───── Given passage ─────

All right. You’re like covering every human feeling you’re getting.

I’m trying.

When is that going to be dropping for Death Kings?

Our first gig is at Summer Camp. Actually, all my bands are playing at Summer Camp, which is convenient, but we’re hoping to drop a single before that. Then that gives us more time with the engineer and the mixing and getting these songs done hopefully by the end of the year, for sure then. Maybe by the fall.

How about Doom Flamingo?

Doom Flamingo just released our Flamingo EP. We’ve got the Doom EP and a Flamingo EP out. We’ve got a bunch of tour dates coming up at some after Umphrey’s parties as well. We have a new record that I have a meeting with the guys and girl to discuss when we get home and figure out the concept and flow and which tracks we want to keep for the actual record.

I know everyone from Doom Flamingo is from the Charleston area, where you moved a few years ago. I get the impression that Charleston is one of the new hip places to be.

It is. It’s fantastic. It’s got everything that you’re looking for: Food, music, vibe, beach… and downtown is hip. The music scene is killer. I’m really impressed with them and there are players everywhere. And it’s not clique-y or anything. It’s not competitive. It’s very supportive. It’s not like Chicago or New York City, but you can go out every night and catch some real players doing every genre, which is super fun for me.

There’s the gospel guys, the church guys, the funk guys. What’s really interesting is now that everybody has Instagram, or YouTube, or Facebook, the accessibility just to see and meet and what all these players are doing everywhere, we didn’t really have that until the last decade. It’s insane. The talent runs deep and the drummers, guitar player, all of them.

I’ve got a shout-out to Kanika Moore, the singer for Doom Flamingo. She’s special, she’s unbelievable. It’s a privilege to play with her. I’ve played with her in front of thousands of people and I’ve played with her in an empty room and she can command both easily. I watched her command an empty room and I had goosebumps. It was crazy.

For us bass nerds, can we just get a little rundown of your gear that you’re running?

Absolutely. I mainly play F Bass, but I did just get a Fender P five-string last week.

What made you do that? You just felt the P calling out to you or were you inspired by something?

Well, it’s easy to be inspired, right? It’s just legendary. That was more of a phone call where they reached out to me and we talked and discussed what my vibe is, what I’m inspired by in sound and made a custom one. I’m hoping to bust it out soon. I brought it up on this tour.

───── Records supplied ─────

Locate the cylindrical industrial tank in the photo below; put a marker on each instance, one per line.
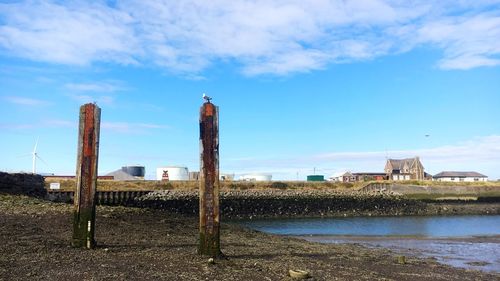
(256, 177)
(135, 170)
(172, 173)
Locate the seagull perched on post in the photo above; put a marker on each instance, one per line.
(207, 98)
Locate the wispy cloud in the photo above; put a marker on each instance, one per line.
(130, 128)
(467, 155)
(40, 124)
(26, 101)
(261, 36)
(102, 87)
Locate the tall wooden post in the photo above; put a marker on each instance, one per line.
(209, 181)
(86, 176)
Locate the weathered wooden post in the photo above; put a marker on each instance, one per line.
(86, 176)
(209, 180)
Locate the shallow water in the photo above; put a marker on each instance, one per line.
(462, 241)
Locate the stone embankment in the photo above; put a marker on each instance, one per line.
(281, 203)
(22, 183)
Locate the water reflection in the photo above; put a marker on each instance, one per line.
(462, 241)
(451, 226)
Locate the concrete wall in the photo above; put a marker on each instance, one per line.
(28, 184)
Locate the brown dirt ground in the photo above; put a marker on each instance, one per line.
(140, 244)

─────

Task item:
Set down everything in the interview above from "It is. It’s" down to "all of them.", word for word.

Answer to this exercise:
It is. It’s fantastic. It’s got everything that you’re looking for: Food, music, vibe, beach… and downtown is hip. The music scene is killer. I’m really impressed with them and there are players everywhere. And it’s not clique-y or anything. It’s not competitive. It’s very supportive. It’s not like Chicago or New York City, but you can go out every night and catch some real players doing every genre, which is super fun for me.

There’s the gospel guys, the church guys, the funk guys. What’s really interesting is now that everybody has Instagram, or YouTube, or Facebook, the accessibility just to see and meet and what all these players are doing everywhere, we didn’t really have that until the last decade. It’s insane. The talent runs deep and the drummers, guitar player, all of them.